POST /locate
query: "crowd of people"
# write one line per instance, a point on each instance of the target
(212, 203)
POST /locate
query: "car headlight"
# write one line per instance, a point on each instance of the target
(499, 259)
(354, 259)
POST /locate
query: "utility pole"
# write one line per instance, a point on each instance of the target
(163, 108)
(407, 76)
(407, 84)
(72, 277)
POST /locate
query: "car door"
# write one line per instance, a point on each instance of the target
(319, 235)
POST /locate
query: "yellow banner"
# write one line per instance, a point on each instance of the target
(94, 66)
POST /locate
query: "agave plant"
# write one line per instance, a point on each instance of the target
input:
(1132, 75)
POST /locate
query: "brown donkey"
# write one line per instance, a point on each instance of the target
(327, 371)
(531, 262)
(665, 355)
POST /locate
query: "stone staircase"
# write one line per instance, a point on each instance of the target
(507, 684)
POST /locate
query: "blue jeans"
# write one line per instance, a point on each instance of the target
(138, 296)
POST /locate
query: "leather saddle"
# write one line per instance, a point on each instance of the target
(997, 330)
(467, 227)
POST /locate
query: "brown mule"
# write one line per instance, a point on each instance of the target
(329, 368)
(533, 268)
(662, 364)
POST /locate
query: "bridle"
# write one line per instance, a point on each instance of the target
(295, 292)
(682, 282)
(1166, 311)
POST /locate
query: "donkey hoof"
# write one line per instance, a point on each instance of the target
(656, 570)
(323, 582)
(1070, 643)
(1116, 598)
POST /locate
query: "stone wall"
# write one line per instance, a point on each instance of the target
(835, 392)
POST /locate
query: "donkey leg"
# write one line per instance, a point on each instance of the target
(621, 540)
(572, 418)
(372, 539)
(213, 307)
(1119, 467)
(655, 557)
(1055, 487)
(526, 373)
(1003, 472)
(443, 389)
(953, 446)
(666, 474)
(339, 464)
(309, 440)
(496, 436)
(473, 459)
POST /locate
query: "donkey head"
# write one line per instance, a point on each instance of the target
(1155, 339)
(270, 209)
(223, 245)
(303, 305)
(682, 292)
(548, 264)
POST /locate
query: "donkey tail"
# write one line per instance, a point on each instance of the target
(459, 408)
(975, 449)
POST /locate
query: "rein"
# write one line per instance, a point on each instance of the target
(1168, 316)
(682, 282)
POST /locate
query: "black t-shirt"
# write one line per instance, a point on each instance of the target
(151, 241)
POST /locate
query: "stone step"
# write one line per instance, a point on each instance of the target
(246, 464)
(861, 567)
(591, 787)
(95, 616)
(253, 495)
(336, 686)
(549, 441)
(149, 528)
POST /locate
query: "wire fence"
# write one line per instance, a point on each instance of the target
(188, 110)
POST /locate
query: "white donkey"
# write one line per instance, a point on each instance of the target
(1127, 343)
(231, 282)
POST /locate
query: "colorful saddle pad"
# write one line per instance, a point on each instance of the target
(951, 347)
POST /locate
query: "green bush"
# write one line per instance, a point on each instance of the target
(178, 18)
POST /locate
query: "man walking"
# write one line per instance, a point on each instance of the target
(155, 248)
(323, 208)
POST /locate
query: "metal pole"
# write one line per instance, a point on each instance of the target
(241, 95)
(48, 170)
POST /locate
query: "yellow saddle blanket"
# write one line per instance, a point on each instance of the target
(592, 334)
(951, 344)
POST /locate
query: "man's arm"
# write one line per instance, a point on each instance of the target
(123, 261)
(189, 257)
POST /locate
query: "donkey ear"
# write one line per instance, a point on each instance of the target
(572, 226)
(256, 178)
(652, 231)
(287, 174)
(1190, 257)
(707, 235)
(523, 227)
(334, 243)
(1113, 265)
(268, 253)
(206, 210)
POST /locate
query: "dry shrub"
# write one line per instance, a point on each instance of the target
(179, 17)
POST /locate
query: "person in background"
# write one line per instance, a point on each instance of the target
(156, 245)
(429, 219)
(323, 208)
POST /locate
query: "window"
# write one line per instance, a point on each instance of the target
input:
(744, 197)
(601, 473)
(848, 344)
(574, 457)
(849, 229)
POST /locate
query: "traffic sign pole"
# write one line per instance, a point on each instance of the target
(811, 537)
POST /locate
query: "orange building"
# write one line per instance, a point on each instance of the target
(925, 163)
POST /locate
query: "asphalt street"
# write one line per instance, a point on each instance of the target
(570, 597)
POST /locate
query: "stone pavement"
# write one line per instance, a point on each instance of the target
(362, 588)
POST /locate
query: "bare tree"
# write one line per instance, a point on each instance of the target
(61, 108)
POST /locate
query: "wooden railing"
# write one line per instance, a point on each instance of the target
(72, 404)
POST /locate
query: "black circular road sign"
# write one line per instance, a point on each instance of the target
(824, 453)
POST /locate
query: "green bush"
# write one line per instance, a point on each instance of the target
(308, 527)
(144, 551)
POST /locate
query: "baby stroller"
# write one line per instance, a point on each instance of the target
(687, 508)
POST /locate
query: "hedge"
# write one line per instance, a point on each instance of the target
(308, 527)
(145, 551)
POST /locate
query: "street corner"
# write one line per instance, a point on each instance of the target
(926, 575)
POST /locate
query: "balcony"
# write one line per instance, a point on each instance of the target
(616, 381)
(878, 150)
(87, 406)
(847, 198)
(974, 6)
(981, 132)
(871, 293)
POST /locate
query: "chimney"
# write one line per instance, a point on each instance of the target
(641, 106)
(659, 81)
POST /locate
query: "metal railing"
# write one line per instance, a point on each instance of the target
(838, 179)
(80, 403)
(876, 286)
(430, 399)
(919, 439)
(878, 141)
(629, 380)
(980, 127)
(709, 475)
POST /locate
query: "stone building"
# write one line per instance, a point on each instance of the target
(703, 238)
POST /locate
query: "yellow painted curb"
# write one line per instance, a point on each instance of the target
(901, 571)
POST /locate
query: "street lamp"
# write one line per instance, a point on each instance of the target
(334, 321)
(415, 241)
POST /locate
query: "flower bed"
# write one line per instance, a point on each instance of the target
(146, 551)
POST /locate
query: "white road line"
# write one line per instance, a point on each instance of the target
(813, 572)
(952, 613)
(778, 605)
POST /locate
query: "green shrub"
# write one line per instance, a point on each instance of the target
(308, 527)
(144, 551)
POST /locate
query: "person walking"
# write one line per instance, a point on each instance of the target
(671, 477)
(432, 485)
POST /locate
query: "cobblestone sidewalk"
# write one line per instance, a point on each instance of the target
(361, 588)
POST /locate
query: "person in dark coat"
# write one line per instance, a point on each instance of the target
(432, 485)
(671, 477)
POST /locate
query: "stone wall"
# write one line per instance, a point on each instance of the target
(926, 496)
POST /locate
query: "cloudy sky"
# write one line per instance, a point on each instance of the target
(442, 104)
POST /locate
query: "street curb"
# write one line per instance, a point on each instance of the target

■ **Exercise requirements**
Give the data again, exactly as it stands.

■ **Written response**
POST /locate
query: "crowd of people"
# write one line per instance, a point on each instance of the target
(212, 203)
POST /locate
query: "car headlight"
# write one line per instance, a point on each instance of the target
(499, 259)
(354, 259)
POST /locate
query: "utility pole"
# write one line per instance, a point on each instance of the target
(163, 108)
(407, 76)
(407, 84)
(72, 277)
POST /locate
query: "car door"
# write one line per instance, a point on each instance of the target
(319, 235)
POST /locate
query: "yellow banner"
# write one line per instance, a point on each instance of the target
(94, 66)
POST /locate
query: "agave plant"
# write one line per instance, a point on each instance of the target
input:
(1132, 75)
POST /locate
query: "brown donkey"
# write one line per instance, a point on each instance of the target
(327, 371)
(531, 262)
(665, 355)
POST /locate
query: "stone staircase"
# write one line per instance, a point on each instance of the target
(507, 684)
POST /locate
query: "blue jeans"
# write one line per instance, a point on each instance of the target
(138, 296)
POST /locate
query: "leather saddle"
# write one line per instance, a point on each instance of the target
(997, 330)
(467, 227)
POST /locate
query: "brown mule"
# write one line per instance, a point on each instance of the target
(329, 368)
(533, 268)
(662, 364)
POST /locate
query: "bridle"
# write one line per instance, a point on each instance of the target
(295, 292)
(682, 282)
(1166, 311)
POST /locate
query: "donkey hoof"
# write one line per instance, a point on each instance of the target
(656, 570)
(323, 582)
(1070, 643)
(1116, 598)
POST /locate
query: "stone wall"
# write one line per instance, a point on each instance of the target
(835, 392)
POST /locate
query: "donkey leg"
# write one line per instance, a point on each instance of the target
(621, 540)
(572, 418)
(372, 539)
(213, 307)
(1119, 467)
(655, 557)
(1055, 487)
(526, 373)
(1003, 472)
(443, 389)
(953, 446)
(666, 474)
(339, 464)
(309, 440)
(496, 436)
(473, 459)
POST /locate
query: "donkey head"
# write one line per instance, a point on each instance of the target
(1155, 339)
(270, 209)
(223, 245)
(303, 305)
(682, 292)
(548, 264)
POST /locate
query: "donkey tail"
# write one line per instance, a point on each instance of the target
(459, 408)
(975, 449)
POST /locate
query: "rein"
# write one line per instance, a point on each instance of the target
(1168, 316)
(682, 282)
POST /locate
query: "black t-shirt"
# write one line per instance, a point on each instance of the target
(151, 241)
POST /locate
query: "stone step"
# write one line per instance, a point on each instance of the target
(246, 464)
(861, 567)
(591, 787)
(95, 616)
(253, 495)
(336, 686)
(549, 441)
(149, 528)
POST /locate
query: "wire fence"
# write one line per instance, a point on each instance of the target
(188, 110)
POST /locate
query: "white donkey"
# write one line per instance, a point on each instance of the target
(1127, 343)
(231, 282)
POST /locate
query: "colorful saddle pad"
# write one line per instance, a point on each instance of the target
(951, 347)
POST /locate
query: "green bush"
# write one line per instance, a point on each instance of the target
(178, 18)
POST /locate
query: "man walking"
# write one line per instance, a point on each instance of the target
(155, 248)
(323, 208)
POST /locate
query: "metal pole"
# write one line per instance, a point on each instance of the target
(241, 95)
(48, 170)
POST /locate
query: "yellow saddle blanket"
# write one line per instance, a point on each instance of the target
(592, 334)
(951, 344)
POST /locate
query: "man's arm"
# write one line per instance, a point on each instance of the target
(123, 261)
(189, 257)
POST /locate
query: "donkey ear"
# write one line per instance, a point on each instance of the target
(572, 226)
(256, 178)
(652, 231)
(287, 174)
(1190, 257)
(707, 235)
(523, 227)
(334, 243)
(1113, 265)
(268, 253)
(206, 210)
POST /locate
query: "dry shrub"
# write one line per instance, a point on each instance of the target
(179, 17)
POST /locate
query: "person in background"
# write one line per instance, a point on each instance of the target
(156, 245)
(429, 219)
(323, 208)
POST /locate
query: "window"
# write one line per instance, a point on each instance of the target
input:
(744, 197)
(601, 473)
(848, 344)
(574, 457)
(849, 229)
POST /locate
query: "traffic sign pole"
# write one line per instance, a point on each instance of the target
(811, 537)
POST /locate
query: "orange building"
# write one line per instance, a point on each instance of the target
(925, 163)
POST /locate
query: "asphalt street"
# write one line per instance, a point on each instance of the target
(570, 597)
POST /locate
query: "stone pavement"
# write one line per instance, a point on each instance of the target
(362, 588)
POST /locate
query: "bare tree"
# write one line per instance, a point on each instance of the target
(61, 108)
POST /locate
query: "wooden railing"
# write one line per instance, a point on each instance of the target
(72, 404)
POST /locate
query: "black circular road sign"
# write one line per instance, a point on each instance of the target
(824, 453)
POST /locate
query: "green bush"
# write one line per instance, a point on each instance of the target
(308, 527)
(144, 551)
POST /locate
query: "baby stroller"
# write one line per instance, a point on each instance of the target
(687, 508)
POST /locate
query: "hedge"
# write one line per instance, a point on each instance of the target
(308, 527)
(145, 551)
POST /locate
query: "street corner"
# write one line per instance, a point on each instance of the target
(926, 575)
POST /locate
query: "balcony"
# write one line per instance, a point on each instance of the target
(616, 381)
(878, 150)
(87, 406)
(847, 198)
(974, 6)
(981, 132)
(871, 293)
POST /locate
query: "chimney"
# write one line per instance, a point on each instance of the target
(641, 106)
(659, 81)
POST /locate
query: "metal railing"
# write one line per instance, a point on each instance of the target
(838, 179)
(80, 403)
(876, 286)
(430, 399)
(919, 439)
(878, 141)
(629, 380)
(980, 127)
(709, 475)
POST /locate
query: "stone building"
# write one line per instance, a point on each instance of the target
(703, 238)
POST /locate
query: "yellow painted curb"
# write one line per instance, a point on each instance of the target
(901, 571)
POST /locate
query: "street lamp"
# write one line per instance, a point on each instance of the target
(334, 321)
(415, 241)
POST /locate
query: "flower bed"
# write one line per instance, a point on each instance of the target
(146, 551)
POST /locate
query: "white road line"
# write one line per instance, a point on each instance of the target
(813, 572)
(952, 613)
(778, 605)
POST /locate
query: "green shrub"
# write one line per instance, a point on each instance of the target
(308, 527)
(144, 551)
POST /locate
query: "person walking"
# write one line per instance, a point on each instance of the target
(671, 477)
(432, 485)
POST /locate
query: "cobblestone sidewalk"
# write one line per instance, a point on each instance of the target
(361, 588)
POST /locate
query: "person in dark coat"
# write one line per instance, a point on each instance of the target
(432, 485)
(671, 477)
POST /locate
query: "stone wall"
# write one line per instance, a point on each instance of the target
(926, 496)
POST /locate
query: "cloudy sky"
# write one line per instance, a point on each instance of the target
(442, 104)
POST /locate
query: "street curb"
# write one line per instance, a point on each instance of the target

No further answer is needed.